### Requirement
Going from the line that contains "the chimney, one" to the last line of the material below, repeat every line exactly.

Source data Start Marker

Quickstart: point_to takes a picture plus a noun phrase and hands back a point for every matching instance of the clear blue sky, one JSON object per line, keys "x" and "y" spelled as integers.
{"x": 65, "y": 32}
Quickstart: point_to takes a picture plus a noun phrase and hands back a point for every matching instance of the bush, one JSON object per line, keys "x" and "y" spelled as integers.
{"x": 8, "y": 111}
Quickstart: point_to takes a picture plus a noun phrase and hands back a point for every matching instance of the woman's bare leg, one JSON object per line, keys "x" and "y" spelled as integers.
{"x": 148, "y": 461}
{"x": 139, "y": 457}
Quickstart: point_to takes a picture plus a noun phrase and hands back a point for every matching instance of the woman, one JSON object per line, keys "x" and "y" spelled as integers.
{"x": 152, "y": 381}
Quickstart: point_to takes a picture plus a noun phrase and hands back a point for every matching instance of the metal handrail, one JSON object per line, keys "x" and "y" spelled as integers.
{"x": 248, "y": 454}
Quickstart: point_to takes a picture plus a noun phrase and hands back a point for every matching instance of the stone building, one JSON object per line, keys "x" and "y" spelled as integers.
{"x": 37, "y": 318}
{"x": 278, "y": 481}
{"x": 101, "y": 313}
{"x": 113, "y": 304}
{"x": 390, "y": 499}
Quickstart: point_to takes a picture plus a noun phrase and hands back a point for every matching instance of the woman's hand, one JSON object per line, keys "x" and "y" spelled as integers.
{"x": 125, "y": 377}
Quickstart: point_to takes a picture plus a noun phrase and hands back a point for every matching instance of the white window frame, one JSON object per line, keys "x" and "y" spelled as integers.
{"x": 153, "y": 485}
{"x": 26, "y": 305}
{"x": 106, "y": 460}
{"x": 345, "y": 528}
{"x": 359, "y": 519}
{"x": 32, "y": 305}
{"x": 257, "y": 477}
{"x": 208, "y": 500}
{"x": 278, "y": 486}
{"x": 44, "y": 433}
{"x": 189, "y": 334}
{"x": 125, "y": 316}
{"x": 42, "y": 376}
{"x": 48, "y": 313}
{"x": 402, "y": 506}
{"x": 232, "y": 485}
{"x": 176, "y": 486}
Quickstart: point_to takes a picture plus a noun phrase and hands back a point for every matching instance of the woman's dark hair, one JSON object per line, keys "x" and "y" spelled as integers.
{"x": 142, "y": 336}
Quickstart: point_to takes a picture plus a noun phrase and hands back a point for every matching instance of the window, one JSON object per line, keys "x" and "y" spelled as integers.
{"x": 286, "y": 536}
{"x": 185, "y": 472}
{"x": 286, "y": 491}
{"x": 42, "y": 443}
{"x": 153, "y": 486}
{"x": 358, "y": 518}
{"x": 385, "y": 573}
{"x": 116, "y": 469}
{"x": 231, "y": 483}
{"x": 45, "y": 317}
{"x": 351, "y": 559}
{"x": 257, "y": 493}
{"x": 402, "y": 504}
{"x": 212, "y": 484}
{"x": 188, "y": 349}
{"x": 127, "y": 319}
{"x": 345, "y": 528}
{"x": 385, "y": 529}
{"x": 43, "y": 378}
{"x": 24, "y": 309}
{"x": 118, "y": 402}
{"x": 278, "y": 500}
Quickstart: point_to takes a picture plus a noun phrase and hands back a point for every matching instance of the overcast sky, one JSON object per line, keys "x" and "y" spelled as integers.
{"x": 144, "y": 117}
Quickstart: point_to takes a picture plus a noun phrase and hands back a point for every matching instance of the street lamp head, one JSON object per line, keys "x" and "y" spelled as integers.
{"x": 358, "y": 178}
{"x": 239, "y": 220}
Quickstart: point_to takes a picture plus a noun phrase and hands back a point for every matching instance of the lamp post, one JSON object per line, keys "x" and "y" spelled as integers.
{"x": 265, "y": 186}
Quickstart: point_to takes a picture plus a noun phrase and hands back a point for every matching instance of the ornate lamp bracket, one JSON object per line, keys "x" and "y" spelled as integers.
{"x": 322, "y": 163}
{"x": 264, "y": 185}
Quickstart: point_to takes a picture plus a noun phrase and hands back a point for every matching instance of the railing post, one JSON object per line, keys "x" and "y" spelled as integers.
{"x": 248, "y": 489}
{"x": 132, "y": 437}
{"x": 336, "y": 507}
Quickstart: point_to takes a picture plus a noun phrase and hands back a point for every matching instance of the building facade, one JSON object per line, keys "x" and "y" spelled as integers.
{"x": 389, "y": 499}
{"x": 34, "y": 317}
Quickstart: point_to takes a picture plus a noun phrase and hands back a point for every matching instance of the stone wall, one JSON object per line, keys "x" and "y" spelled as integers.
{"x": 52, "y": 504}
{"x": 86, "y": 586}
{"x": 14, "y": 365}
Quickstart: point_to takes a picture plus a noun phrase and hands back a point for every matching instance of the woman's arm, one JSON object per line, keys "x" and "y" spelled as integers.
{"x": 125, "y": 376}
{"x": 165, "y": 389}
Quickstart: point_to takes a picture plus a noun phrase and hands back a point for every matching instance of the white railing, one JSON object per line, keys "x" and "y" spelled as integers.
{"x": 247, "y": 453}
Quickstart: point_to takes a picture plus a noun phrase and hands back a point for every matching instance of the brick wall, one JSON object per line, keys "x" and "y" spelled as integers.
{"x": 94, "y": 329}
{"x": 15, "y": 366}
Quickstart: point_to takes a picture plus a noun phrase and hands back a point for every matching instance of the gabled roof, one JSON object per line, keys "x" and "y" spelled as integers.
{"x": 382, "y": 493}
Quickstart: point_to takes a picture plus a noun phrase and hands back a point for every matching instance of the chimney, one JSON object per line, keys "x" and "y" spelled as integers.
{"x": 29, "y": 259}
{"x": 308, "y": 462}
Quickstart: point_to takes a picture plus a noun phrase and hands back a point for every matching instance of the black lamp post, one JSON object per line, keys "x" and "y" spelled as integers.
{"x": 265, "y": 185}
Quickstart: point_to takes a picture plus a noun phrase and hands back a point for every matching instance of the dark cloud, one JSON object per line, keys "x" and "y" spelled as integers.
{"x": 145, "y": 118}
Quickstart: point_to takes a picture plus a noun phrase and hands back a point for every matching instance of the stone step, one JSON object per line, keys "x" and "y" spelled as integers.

Source data End Marker

### Result
Quickstart: point_to takes a picture plus a noun phrase and hands back a point for every matching instance of the chimney, one JSON object per line, keys "x" and "y" spelled as integers.
{"x": 29, "y": 259}
{"x": 308, "y": 462}
Quickstart: point_to takes a picture plus a noun phrase and hands back a point for every matching instance of the black lamp post, one JSON object per line, keys "x" and "y" spelled as integers.
{"x": 265, "y": 185}
Quickstart: point_to takes a picture plus a noun phrase and hands back a point for every matching instance of the dark cloud, one JSON object per line, keys "x" and "y" spelled as integers.
{"x": 145, "y": 118}
Quickstart: point_to takes a picture plus a noun phrase and hands back a point for every matching instance of the stone step, one JSON object per line, keys "x" and "y" spelled as integers.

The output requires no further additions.